Saved data entries:
[start]

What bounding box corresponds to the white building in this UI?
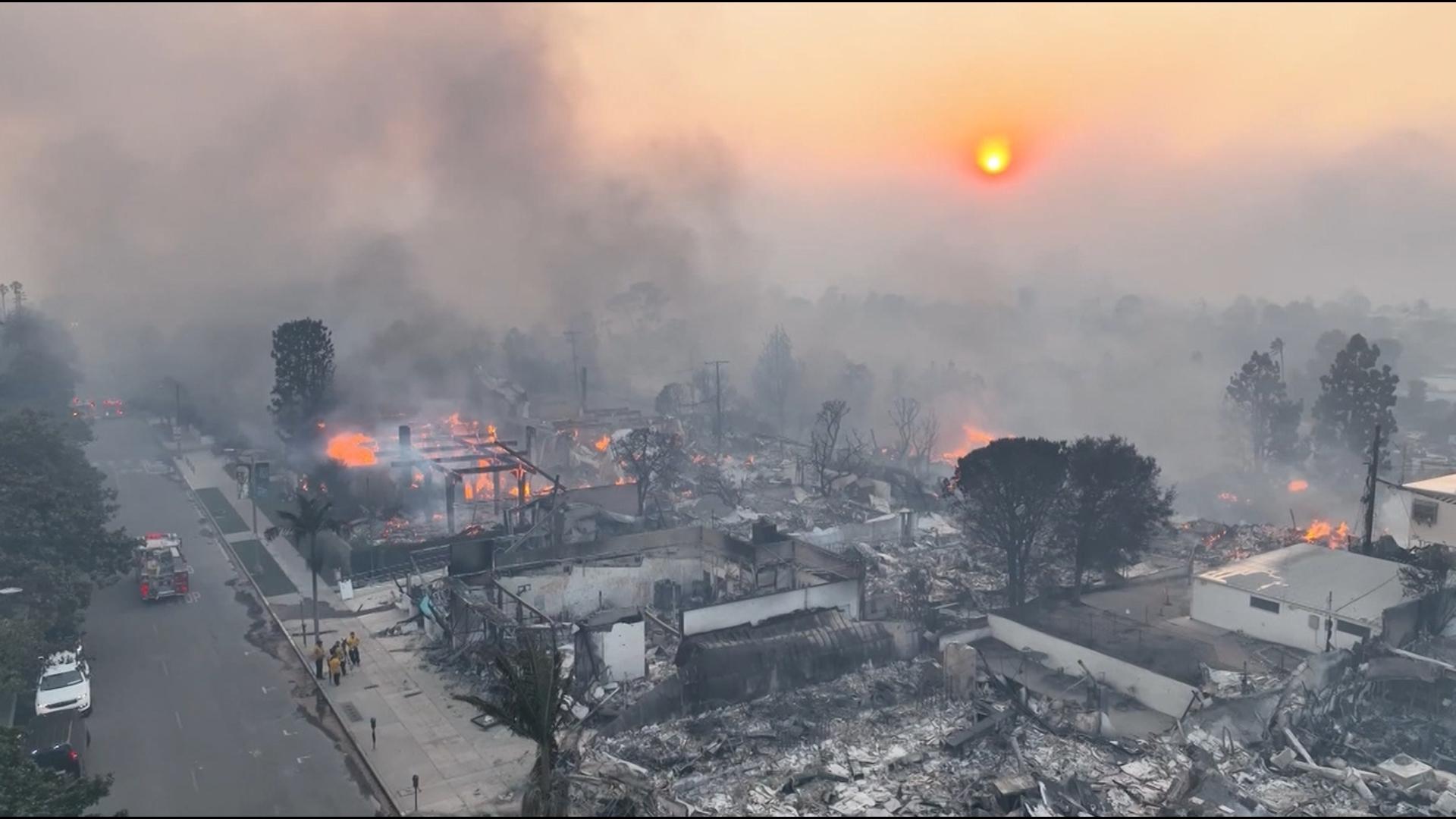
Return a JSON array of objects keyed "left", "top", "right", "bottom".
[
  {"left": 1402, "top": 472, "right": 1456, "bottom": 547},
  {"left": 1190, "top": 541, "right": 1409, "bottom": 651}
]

[end]
[start]

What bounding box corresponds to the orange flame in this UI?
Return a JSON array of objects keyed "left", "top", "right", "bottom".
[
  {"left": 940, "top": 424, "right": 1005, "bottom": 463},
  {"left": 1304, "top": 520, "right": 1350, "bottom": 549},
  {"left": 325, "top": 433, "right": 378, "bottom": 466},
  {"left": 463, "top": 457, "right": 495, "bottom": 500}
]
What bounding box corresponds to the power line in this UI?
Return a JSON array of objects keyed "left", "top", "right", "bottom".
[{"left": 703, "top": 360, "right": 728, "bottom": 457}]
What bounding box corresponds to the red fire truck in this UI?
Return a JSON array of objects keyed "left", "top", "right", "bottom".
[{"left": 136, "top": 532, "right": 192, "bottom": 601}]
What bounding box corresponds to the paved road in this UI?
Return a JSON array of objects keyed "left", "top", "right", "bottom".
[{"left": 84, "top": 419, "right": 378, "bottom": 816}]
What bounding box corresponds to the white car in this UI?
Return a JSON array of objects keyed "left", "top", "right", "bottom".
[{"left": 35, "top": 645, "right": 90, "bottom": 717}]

[end]

Stated problem:
Find each line in the records that contains the word "What", matching its capitalization exactly, and copy those lines out in full.

Result below:
What bounding box corresponds to the white building in this UI?
What bounding box corresponds to the orange flame in this UI?
What bounding box corresponds to the power line in this UI?
What bounding box corresponds to the red fire truck in this UI?
What bounding box corresponds to the paved road in this UI?
What bounding box corresponds to the white car in this UI?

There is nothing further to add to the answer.